**MATERIALS PROVIDED**:
====

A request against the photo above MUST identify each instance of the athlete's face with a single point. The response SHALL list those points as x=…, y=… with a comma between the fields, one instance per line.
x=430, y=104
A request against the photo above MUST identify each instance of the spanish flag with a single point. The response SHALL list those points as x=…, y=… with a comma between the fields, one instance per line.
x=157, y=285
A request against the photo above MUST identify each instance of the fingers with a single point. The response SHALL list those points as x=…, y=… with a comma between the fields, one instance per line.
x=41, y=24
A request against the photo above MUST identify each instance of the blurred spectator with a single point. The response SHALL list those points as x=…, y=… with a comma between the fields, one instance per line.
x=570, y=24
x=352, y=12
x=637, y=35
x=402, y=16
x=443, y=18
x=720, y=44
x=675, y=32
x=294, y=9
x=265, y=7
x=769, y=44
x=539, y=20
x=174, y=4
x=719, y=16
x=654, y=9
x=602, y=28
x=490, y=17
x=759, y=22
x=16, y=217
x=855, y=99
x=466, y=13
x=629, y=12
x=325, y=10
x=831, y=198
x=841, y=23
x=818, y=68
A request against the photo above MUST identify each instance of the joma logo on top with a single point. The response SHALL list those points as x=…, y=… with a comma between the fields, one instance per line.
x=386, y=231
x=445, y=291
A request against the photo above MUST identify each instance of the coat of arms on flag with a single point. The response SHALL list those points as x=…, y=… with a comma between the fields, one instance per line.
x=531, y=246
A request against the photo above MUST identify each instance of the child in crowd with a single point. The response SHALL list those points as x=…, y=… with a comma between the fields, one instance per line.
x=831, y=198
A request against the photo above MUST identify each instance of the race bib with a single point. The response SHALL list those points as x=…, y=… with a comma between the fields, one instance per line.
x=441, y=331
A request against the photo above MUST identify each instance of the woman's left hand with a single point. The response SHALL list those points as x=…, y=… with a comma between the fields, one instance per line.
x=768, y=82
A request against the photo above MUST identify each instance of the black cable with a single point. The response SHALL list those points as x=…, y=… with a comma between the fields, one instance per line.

====

**TO DO**:
Nothing in the records above may be left out; repeat them exactly.

**ANSWER SECTION**:
A request against the photo above MUST identify each instance of the athlete's face with a single point. The response SHALL list those points as x=…, y=… with a comma between the fields, one instance per line.
x=430, y=104
A request against the photo above MUST identify each instance of the spanish flag with a single point. The response SHALL list those points as x=…, y=… with a comma between the fields, one instance per line.
x=157, y=285
A request against the photo above MUST identify each instance of the fingers with a single point. The response SHALL list those points as x=…, y=… with a comma between the fields, one instance per line.
x=41, y=24
A request against the photo above MUST identify each instance of the blurred spectator with a single point. The response SHALL list those points as x=…, y=… with a comma between the fields, one instance per line.
x=570, y=24
x=352, y=12
x=637, y=35
x=402, y=16
x=443, y=18
x=720, y=44
x=675, y=32
x=294, y=9
x=265, y=7
x=769, y=44
x=539, y=20
x=174, y=4
x=719, y=16
x=654, y=9
x=602, y=28
x=490, y=17
x=759, y=22
x=16, y=217
x=855, y=99
x=466, y=13
x=629, y=12
x=325, y=10
x=831, y=198
x=841, y=23
x=818, y=68
A request against the photo above MUST identify each instance of the joma logo on top with a single point. The response SHALL list those points as x=…, y=… with a comma between the fields, one instance per line.
x=386, y=231
x=445, y=291
A request against the photo above MUST identify each instance of the coat of arms on flag with a single point. The response SHALL list those points as x=…, y=… with a comma between the fields, one instance per line.
x=531, y=246
A request against the photo above MUST identify each instance of the child in crowd with a single point. The response SHALL list those points as x=…, y=… with a comma between the fields, one instance per line.
x=831, y=198
A request against the photo above MUST identify each instance of the race bib with a single point. The response SHALL list those points as x=…, y=… with a comma between the fields, one instance per line.
x=441, y=331
A request against the photo above MUST identify each instance of the woman's left hand with a single point. The response SHALL list those points as x=…, y=… with a comma between the fields, one instance per line.
x=768, y=82
A request against the photo above MUST identify each instance of the black cable with a single point. The response SHALL list those points as x=…, y=… with a comma between the fields, one instance per line.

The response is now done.